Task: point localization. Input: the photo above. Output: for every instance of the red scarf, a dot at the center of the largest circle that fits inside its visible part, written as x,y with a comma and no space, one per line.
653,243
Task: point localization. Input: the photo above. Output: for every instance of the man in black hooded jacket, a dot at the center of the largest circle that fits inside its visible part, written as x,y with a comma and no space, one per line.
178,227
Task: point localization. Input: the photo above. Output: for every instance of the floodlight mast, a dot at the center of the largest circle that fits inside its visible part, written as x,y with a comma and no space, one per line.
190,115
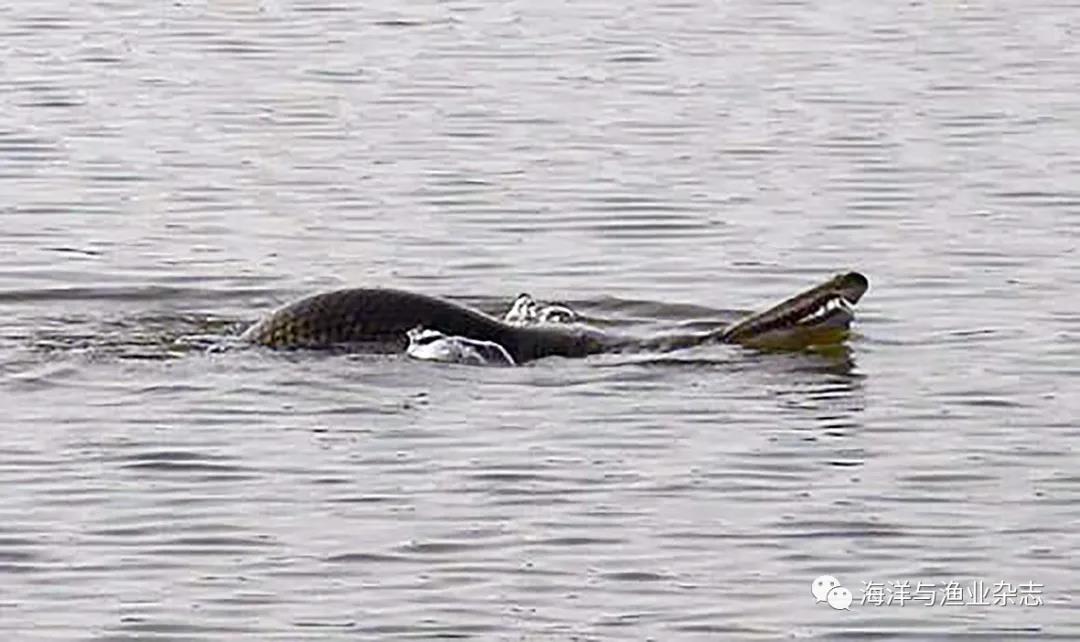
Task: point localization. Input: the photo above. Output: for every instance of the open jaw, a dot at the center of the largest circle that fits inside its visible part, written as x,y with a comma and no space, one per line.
815,317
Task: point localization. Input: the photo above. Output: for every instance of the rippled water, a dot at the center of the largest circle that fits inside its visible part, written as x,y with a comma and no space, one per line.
169,172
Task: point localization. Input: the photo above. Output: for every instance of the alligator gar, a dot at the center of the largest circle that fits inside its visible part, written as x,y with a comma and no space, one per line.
377,317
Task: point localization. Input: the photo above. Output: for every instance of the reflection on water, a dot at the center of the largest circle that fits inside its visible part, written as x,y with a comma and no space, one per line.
170,173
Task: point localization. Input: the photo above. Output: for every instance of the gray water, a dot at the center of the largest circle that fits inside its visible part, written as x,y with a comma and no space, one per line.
171,171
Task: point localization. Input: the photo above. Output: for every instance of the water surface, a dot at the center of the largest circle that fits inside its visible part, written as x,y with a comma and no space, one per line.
169,172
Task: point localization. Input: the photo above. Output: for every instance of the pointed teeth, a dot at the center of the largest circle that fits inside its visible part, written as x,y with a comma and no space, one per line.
833,304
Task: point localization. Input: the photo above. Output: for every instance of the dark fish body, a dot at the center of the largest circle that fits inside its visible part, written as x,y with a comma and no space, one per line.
381,318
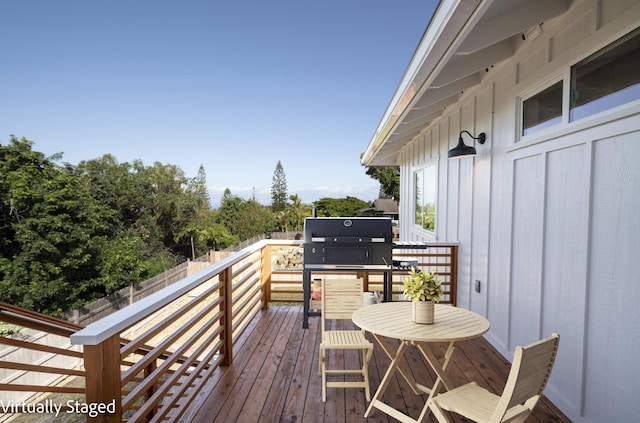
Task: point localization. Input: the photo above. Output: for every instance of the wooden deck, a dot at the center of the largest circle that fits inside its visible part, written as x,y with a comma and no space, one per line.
274,378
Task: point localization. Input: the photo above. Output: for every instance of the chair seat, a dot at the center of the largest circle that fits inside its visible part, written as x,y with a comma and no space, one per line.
470,401
348,339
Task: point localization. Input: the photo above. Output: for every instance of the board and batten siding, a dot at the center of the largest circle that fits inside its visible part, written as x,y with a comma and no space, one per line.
549,226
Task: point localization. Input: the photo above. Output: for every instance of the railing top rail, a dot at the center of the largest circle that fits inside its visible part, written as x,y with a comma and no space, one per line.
119,321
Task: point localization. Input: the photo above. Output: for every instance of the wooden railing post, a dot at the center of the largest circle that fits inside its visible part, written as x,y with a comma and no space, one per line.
266,276
454,274
226,277
103,388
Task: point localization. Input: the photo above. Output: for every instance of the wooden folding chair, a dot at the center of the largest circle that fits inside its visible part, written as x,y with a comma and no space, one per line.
340,298
527,379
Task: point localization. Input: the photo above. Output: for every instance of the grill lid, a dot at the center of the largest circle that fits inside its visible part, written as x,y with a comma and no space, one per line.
348,230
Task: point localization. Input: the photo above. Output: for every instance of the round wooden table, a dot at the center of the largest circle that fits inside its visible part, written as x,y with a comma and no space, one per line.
393,320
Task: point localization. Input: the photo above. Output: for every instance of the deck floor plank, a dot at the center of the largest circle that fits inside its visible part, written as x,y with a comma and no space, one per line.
274,377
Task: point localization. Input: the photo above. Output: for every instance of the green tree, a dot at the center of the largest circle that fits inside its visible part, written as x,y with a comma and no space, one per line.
389,178
54,234
279,189
244,218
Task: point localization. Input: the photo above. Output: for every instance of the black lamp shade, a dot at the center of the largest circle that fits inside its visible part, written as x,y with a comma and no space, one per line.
462,150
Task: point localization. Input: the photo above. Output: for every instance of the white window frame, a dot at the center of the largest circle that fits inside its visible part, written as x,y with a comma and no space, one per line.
432,164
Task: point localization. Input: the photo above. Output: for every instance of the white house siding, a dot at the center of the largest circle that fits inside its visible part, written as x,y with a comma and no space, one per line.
550,226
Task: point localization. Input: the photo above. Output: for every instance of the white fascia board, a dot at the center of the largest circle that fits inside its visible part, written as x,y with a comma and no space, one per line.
417,72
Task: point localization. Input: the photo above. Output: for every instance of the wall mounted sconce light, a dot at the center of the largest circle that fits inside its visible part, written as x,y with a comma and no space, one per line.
461,151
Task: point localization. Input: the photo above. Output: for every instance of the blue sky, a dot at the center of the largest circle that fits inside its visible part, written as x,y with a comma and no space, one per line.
234,86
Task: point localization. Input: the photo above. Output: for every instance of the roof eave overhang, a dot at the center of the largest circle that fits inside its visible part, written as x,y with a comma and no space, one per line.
463,40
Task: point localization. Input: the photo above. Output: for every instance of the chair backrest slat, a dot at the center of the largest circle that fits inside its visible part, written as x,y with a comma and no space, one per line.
529,375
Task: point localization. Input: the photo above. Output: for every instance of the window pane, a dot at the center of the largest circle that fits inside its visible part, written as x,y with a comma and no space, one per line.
542,110
425,185
606,79
418,200
429,205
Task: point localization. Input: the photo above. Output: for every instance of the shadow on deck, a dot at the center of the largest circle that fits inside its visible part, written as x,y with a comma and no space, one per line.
274,378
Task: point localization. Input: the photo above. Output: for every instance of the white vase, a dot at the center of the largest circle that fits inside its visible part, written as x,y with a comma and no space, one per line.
422,312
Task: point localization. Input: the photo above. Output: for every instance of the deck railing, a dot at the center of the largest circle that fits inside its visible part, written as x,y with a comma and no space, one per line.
149,361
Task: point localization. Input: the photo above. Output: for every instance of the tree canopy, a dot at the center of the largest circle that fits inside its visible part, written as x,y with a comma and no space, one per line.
72,234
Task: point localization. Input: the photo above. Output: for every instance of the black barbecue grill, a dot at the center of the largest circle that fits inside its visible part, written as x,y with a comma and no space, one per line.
357,243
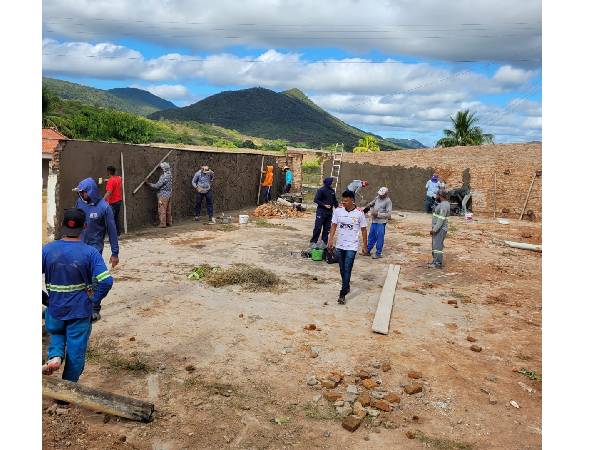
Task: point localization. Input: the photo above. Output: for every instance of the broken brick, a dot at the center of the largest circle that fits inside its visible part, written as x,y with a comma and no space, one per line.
392,398
331,396
351,423
369,384
413,388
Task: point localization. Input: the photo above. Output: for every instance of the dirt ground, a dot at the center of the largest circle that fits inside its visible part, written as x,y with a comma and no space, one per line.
228,368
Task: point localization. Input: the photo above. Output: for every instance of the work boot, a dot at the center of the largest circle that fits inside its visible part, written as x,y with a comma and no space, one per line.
52,365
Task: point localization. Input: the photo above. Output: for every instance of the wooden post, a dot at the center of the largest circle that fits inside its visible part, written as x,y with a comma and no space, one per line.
97,400
262,164
123,189
494,194
528,193
151,172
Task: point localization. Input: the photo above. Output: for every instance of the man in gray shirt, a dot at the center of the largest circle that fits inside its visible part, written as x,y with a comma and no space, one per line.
439,228
202,182
381,212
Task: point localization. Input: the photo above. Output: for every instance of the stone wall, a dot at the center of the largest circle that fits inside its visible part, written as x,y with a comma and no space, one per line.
406,172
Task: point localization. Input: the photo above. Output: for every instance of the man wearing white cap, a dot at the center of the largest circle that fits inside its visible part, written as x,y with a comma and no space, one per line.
381,211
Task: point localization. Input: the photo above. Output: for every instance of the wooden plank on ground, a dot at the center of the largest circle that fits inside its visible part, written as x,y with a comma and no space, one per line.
96,400
381,321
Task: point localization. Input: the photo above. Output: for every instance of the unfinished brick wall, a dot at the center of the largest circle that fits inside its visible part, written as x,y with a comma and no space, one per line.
513,164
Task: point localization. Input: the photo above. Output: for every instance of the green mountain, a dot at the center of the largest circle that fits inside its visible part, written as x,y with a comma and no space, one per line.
288,115
140,96
135,101
407,143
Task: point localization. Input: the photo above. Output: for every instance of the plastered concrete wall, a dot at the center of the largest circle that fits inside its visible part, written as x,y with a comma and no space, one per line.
235,187
406,172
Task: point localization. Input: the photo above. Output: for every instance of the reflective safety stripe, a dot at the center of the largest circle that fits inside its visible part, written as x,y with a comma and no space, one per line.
66,287
103,276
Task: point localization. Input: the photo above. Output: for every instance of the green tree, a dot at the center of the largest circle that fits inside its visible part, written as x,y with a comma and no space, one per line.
464,132
366,144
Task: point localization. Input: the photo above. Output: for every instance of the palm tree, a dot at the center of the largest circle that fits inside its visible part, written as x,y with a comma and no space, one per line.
464,132
366,144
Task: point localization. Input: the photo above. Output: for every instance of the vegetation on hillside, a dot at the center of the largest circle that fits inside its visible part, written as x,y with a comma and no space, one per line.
127,100
464,131
78,121
366,144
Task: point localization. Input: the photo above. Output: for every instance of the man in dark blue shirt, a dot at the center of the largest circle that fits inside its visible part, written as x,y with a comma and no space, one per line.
70,268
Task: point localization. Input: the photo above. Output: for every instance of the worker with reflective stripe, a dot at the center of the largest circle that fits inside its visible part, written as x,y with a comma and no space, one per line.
439,228
71,267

***

Everything from the line containing "man in dark" through the last line of the records must be given again exactly; leave out all other lines.

Task: point localization. Input: the photo above. Output: for every instance of the man in dark blue shirt, a dot at the center of the largest circle that fits inside its visible part, written as x,y with a comma and no space, one per line.
70,268
Task: point localization. Input: the photo above. Output: for every instance of the worker with reflective stripe, a dot at the center of the largest circle that fits inside its visible part, written as x,y with a comma and no space, one per line.
439,228
71,267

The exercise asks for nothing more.